* _The problem_
Copy the full set of lines exactly as given.

***** Data entries *****

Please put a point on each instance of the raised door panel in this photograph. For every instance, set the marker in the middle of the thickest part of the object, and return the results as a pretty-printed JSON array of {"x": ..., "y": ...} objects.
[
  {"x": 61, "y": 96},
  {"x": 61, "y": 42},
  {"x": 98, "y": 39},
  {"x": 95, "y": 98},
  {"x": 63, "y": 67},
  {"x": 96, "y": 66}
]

*****

* _Right answer_
Please put a point on each instance of the raised door panel in this photograph. For every instance, set the marker in the middle of the thickest part of the object, and return the results as a pretty-printed JSON array of {"x": ..., "y": ...} objects.
[
  {"x": 61, "y": 96},
  {"x": 61, "y": 42},
  {"x": 98, "y": 39},
  {"x": 95, "y": 98},
  {"x": 63, "y": 67},
  {"x": 96, "y": 66}
]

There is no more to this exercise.